• **EXERCISE BRIEF**:
Restate the complete material exactly.

• **PROVIDED DATA**:
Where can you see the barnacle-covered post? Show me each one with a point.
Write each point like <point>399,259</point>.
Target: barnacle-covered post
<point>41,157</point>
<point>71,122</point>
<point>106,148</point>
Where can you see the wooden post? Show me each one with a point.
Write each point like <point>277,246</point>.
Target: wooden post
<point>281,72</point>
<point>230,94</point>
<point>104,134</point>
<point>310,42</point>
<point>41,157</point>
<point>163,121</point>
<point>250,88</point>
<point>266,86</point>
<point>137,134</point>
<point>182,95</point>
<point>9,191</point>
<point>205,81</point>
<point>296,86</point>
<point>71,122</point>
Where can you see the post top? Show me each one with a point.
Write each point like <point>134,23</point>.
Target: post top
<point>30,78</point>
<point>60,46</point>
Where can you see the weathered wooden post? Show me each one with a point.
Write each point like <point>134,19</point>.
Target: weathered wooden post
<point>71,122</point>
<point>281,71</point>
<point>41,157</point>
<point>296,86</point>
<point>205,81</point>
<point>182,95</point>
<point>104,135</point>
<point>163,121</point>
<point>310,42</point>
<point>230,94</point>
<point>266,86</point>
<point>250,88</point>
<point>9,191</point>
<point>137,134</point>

• **RIGHT ANSWER**:
Where can you see the barnacle-covered post? Show me each one with a point.
Write each point like <point>399,259</point>.
Target: barnacle-covered post
<point>41,157</point>
<point>71,122</point>
<point>106,148</point>
Where can you see the wooden post? Show me each one with a point.
Write each point like <point>277,246</point>.
Target: wooden post
<point>281,72</point>
<point>230,94</point>
<point>104,134</point>
<point>310,42</point>
<point>41,157</point>
<point>163,121</point>
<point>250,88</point>
<point>266,86</point>
<point>137,134</point>
<point>182,95</point>
<point>9,191</point>
<point>205,81</point>
<point>296,86</point>
<point>71,122</point>
Where can you see the post top? Show me each one with a point.
Write each point like <point>134,23</point>.
Target: post top
<point>30,78</point>
<point>60,46</point>
Where can you see the weathered wooden post? Show me each one with a point.
Write each point like <point>134,19</point>.
Target: weathered wooden post
<point>71,122</point>
<point>281,71</point>
<point>41,157</point>
<point>296,86</point>
<point>205,81</point>
<point>182,95</point>
<point>104,135</point>
<point>163,121</point>
<point>310,42</point>
<point>230,94</point>
<point>266,86</point>
<point>250,88</point>
<point>9,191</point>
<point>137,134</point>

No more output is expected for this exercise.